(Image region labeling entries)
--- BEGIN ---

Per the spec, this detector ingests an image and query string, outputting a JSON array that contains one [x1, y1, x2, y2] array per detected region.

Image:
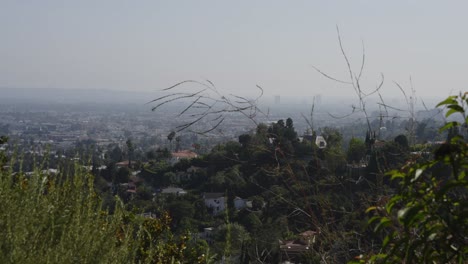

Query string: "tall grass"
[[0, 158, 190, 264]]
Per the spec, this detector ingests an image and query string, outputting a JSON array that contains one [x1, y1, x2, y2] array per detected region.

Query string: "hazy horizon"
[[0, 1, 468, 99]]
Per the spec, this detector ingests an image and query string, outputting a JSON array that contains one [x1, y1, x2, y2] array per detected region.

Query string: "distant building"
[[161, 187, 187, 196], [234, 196, 247, 210], [275, 95, 281, 104], [171, 150, 198, 164], [203, 193, 226, 215], [279, 230, 317, 263]]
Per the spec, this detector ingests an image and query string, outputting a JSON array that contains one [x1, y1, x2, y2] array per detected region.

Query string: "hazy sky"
[[0, 0, 468, 100]]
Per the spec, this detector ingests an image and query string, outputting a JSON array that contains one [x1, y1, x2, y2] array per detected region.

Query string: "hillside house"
[[203, 193, 226, 215]]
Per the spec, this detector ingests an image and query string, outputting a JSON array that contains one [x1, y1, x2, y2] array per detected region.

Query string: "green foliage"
[[360, 93, 468, 263], [347, 138, 367, 162], [0, 156, 197, 263]]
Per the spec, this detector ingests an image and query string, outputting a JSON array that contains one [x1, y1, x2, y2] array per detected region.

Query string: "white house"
[[234, 196, 247, 210], [203, 193, 226, 215]]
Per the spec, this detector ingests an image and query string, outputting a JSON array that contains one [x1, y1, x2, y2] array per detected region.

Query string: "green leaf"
[[436, 95, 457, 107], [366, 206, 377, 214], [439, 121, 458, 132]]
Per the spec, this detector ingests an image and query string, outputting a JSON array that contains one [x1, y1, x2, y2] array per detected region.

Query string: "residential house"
[[279, 230, 318, 263], [170, 150, 198, 164], [161, 187, 187, 196], [203, 193, 226, 215]]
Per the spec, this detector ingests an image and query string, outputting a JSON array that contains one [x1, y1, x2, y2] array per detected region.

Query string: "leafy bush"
[[358, 93, 468, 263], [0, 156, 203, 263]]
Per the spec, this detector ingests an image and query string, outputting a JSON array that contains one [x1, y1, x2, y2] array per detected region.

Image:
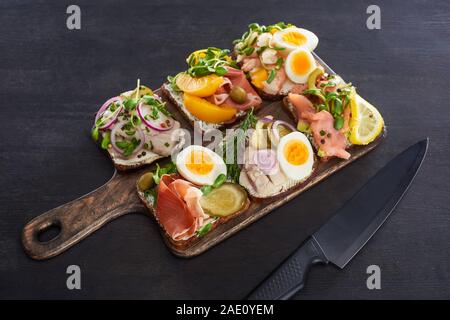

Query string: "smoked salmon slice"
[[289, 93, 350, 159]]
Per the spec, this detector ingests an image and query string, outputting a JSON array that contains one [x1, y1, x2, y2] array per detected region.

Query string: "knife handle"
[[247, 238, 328, 300]]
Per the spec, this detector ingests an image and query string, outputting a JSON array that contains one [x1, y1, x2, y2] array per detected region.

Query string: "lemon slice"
[[350, 93, 384, 145]]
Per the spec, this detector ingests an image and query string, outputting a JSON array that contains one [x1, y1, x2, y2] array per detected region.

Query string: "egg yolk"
[[186, 150, 214, 175], [291, 51, 311, 75], [283, 140, 309, 166], [281, 32, 308, 46]]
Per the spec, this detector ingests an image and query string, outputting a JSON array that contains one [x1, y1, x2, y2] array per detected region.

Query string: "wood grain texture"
[[0, 0, 450, 299], [22, 80, 386, 260]]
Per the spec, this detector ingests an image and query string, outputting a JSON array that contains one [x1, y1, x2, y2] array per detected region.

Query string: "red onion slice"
[[94, 96, 123, 130], [271, 120, 296, 142], [253, 149, 278, 175], [111, 122, 145, 154], [260, 116, 273, 123], [137, 102, 174, 131]]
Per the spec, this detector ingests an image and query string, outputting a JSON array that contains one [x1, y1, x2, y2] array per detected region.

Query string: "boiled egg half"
[[176, 145, 227, 186], [271, 27, 319, 52], [285, 49, 317, 83], [277, 131, 314, 181]]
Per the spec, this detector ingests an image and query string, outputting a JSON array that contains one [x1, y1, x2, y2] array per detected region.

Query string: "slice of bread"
[[161, 83, 253, 133], [136, 178, 251, 245], [107, 148, 165, 171], [239, 166, 316, 200]]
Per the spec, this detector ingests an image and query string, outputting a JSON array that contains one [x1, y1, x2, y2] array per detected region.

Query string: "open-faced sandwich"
[[234, 22, 319, 100], [92, 81, 183, 170], [162, 47, 262, 132], [239, 116, 316, 198], [137, 145, 250, 244], [283, 67, 384, 160]]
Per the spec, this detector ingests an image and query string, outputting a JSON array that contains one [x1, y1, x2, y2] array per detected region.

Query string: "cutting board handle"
[[22, 171, 146, 260]]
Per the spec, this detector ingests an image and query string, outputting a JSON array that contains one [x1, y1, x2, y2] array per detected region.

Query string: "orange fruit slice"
[[183, 93, 237, 123], [176, 73, 223, 98]]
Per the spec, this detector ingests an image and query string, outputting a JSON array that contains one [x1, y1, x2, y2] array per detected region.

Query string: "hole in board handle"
[[36, 221, 61, 243]]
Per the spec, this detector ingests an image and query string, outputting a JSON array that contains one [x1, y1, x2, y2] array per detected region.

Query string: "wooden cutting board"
[[22, 56, 386, 260]]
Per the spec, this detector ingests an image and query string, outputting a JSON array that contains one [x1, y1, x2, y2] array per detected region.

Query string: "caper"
[[230, 86, 247, 103], [138, 172, 153, 191]]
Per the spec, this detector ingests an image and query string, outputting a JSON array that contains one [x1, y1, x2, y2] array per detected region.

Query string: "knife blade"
[[247, 138, 428, 300]]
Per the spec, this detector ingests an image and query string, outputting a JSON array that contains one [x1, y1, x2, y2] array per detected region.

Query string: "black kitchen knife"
[[247, 138, 428, 300]]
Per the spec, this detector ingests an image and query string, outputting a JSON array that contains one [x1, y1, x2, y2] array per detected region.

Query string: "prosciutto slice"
[[155, 174, 208, 240], [289, 93, 350, 159], [208, 67, 262, 110]]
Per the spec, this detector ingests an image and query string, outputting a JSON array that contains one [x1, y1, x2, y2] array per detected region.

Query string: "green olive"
[[230, 86, 247, 103], [138, 172, 153, 191]]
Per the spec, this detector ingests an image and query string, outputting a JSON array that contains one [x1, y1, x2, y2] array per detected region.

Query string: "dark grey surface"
[[0, 0, 450, 299]]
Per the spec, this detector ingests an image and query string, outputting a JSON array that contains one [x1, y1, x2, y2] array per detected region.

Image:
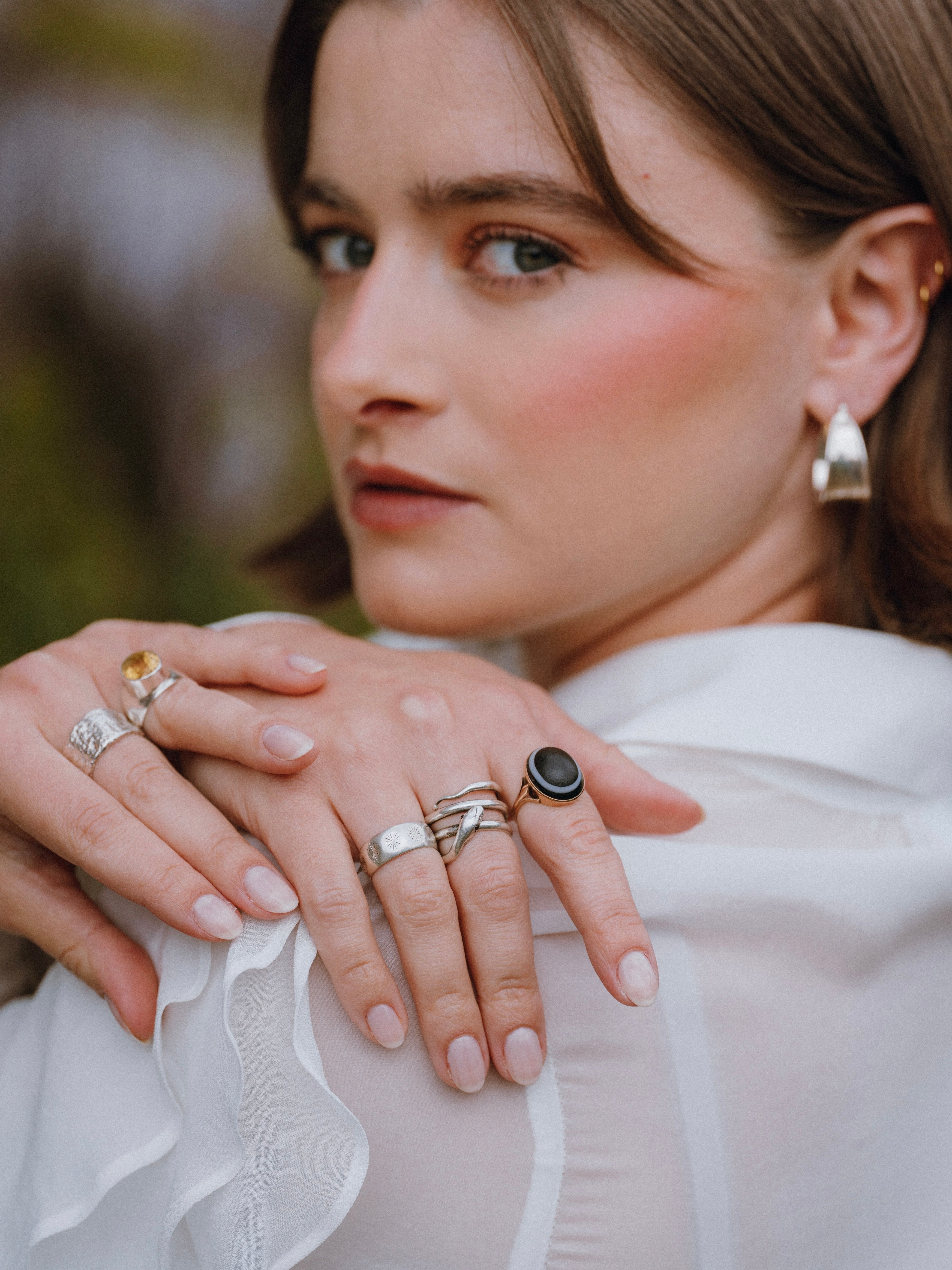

--- END ---

Format the lines of the records above as a numbered list, starting at the beginning of the records and ending at the line that contains "[[0, 1, 468, 99]]", with both ends included. Skip blank lines and leave the pictures out.

1. Per the spec, this detector ingests an image and query string, outputting a JSON array that contains one [x1, y1, x2, y2] array per detected region.
2. Image:
3. Query string: "tall grass"
4. [[0, 158, 190, 264]]
5. Per the spec, this detector ingests an image and query string, outputting a JSON array that contains one [x1, y1, x2, y2] array per detected region.
6. Query string: "hazy horizon"
7. [[0, 1, 468, 99]]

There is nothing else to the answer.